Start of RECORDS FOR THIS EXERCISE

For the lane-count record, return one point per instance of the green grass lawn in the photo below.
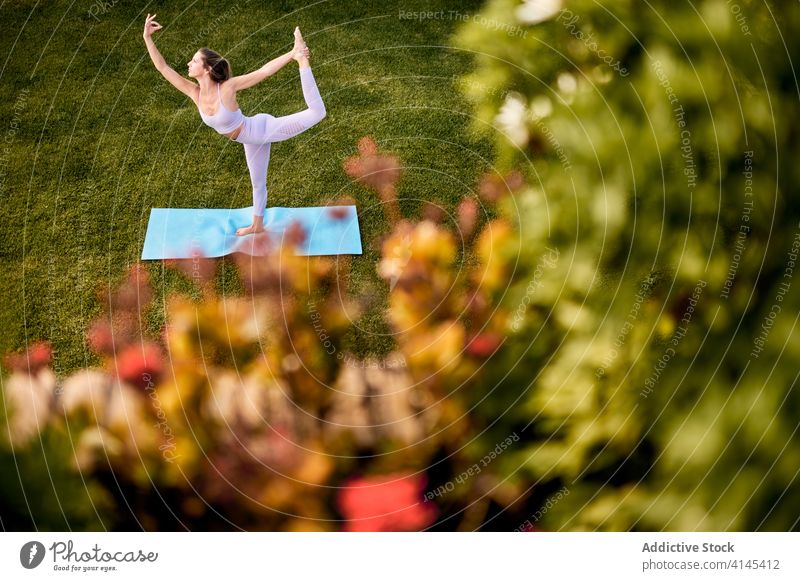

End of RECORDS FOR THIS EXERCISE
Start of RECORDS FOR THIS EXERCISE

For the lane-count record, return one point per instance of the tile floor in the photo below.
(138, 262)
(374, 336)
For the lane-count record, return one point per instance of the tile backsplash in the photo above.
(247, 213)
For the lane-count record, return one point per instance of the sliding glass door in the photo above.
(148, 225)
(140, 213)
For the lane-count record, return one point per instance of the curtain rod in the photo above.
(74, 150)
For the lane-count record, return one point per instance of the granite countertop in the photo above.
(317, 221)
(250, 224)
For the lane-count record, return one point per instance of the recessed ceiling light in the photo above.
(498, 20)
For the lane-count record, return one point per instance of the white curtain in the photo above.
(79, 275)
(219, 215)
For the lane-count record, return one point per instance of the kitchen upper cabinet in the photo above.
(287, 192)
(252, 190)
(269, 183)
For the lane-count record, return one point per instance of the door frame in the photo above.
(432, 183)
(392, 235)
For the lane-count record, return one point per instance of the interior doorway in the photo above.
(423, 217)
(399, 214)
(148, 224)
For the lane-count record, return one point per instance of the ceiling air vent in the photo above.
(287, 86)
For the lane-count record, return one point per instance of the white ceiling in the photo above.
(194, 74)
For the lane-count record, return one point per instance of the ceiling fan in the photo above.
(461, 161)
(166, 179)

End of RECORDS FOR THIS EXERCISE
Start of RECORDS FOR THIS EXERCISE

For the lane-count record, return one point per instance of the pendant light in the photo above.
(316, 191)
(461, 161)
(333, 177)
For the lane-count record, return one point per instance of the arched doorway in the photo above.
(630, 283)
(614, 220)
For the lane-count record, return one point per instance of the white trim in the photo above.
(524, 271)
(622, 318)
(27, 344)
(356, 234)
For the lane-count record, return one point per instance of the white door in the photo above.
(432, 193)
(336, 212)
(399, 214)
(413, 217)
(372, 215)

End of RECORDS FOR THIS EXERCISE

* TASK
Show each line of the items above that contains the string "white", treating uppercase and lowercase as different.

* PROBLEM SOLUTION
For the lane-count record, return one point per instance of the white curtain in the photo above.
For the lane-count record, return one point per instance of the white ceiling in the photo above.
For the lane-count record, return one point per instance of the white trim in the photo above.
For the lane-count record, return one point per instance of the white door in the photo above.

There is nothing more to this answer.